Your objective: Word for word, reproduce the data that follows.

####################

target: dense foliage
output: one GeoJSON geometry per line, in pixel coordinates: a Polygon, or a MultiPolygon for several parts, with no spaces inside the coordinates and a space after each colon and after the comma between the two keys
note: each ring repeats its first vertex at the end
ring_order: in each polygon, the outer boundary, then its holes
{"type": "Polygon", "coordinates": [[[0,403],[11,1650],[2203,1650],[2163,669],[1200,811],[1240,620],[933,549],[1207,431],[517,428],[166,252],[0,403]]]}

####################

Task result:
target: dense foliage
output: one GeoJSON geometry per line, in pixel coordinates: a Polygon, or a MultiPolygon for several parts, with no spaces inside the coordinates and a space after each colon and after the comma between the two keys
note: each ring repeats its first vertex at the end
ring_order: in each polygon, the outer boundary, then its holes
{"type": "Polygon", "coordinates": [[[0,403],[11,1650],[2203,1650],[2163,669],[1200,811],[1240,620],[933,549],[1207,431],[517,428],[166,252],[0,403]]]}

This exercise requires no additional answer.